# Extracted text
-------
# Neural Networks

In this notebook, you will classify handwritten digits from the [MNIST dataset](http://yann.lecun.com/exdb/mnist/) using (i) a softmax regression model (as a baseline) and (ii) a convolutional neural network.

## Setup

In [1]:
from tqdm import tqdm

import torch
import torch.nn as nn
from torchvision.datasets import MNIST
from torchvision import transforms as tr
from torchdata.datapipes.map import SequenceWrapper
from torchdata.datapipes.iter import IterDataPipe


class SoftmaxRegression(nn.Module):
    def __init__(self) -> None:
        super().__init__()
        self.layers = nn.Sequential(
            nn.Flatten(),
            nn.Linear(in_features=28 * 28, out_features=10),
        )

    def forward(self, x: torch.Tensor) -> torch.Tensor:
        return self.layers(x)


class NeuralNetwork(nn.Module):
    def __init__(self) -> None:
        super().__init__()
        self.layers = nn.Sequential(
            nn.Conv2d(in_channels=1, out_channels=32, kernel_size=5),
            nn.ReLU(inplace=True),
            nn.MaxPool2d(kernel_size=2),
            nn.Conv2d(in_channels=32, out_channels=64, kernel_size=5),
            nn.ReLU(inplace=True),
            nn.MaxPool2d(kernel_size=2),
            nn.Flatten(),
            nn.Dropout(p=0.5),
            nn.Linear(in_features=1024, out_features=1024),
            nn.ReLU(inplace=True),
            nn.Linear(in_features=1024, out_features=10),
        )
-------
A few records
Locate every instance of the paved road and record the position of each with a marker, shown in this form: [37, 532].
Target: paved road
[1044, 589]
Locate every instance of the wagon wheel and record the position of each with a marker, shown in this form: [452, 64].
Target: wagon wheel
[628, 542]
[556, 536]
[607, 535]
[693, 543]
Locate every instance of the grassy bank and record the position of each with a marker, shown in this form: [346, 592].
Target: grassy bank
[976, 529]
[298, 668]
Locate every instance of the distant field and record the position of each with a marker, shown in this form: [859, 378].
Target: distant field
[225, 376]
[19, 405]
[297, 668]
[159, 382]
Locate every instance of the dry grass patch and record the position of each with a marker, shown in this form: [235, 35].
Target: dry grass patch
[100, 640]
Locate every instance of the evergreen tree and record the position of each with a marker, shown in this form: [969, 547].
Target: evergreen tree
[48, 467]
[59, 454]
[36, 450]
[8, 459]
-------
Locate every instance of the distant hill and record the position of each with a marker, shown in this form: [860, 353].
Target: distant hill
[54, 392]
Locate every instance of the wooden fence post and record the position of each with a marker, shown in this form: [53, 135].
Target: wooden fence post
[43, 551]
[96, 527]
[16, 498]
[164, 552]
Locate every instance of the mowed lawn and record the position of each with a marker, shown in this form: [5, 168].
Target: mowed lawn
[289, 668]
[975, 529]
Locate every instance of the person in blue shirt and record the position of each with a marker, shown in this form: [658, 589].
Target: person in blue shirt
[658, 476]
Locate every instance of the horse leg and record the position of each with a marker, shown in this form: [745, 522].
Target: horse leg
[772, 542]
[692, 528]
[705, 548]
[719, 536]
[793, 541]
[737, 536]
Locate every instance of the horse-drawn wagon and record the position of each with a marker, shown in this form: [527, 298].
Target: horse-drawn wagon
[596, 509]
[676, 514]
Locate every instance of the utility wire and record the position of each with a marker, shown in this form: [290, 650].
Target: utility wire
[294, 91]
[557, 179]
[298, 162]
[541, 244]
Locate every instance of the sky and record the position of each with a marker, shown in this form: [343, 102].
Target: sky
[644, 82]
-------
# Written task A
Revise the stretch of the MNIST notebook from "# Neural Networks" through "convolutional neural network.", putting "handwritten numerals" in place of "handwritten digits".
# Written task B
In the MNIST notebook, how many output channels does the second convolutional layer produce?
The entries have nothing to do with what is asked here.

# Finished answer A
# Neural Networks

In this notebook, you will classify handwritten numerals from the [MNIST dataset](http://yann.lecun.com/exdb/mnist/) using (i) a softmax regression model (as a baseline) and (ii) a convolutional neural network.

# Finished answer B
64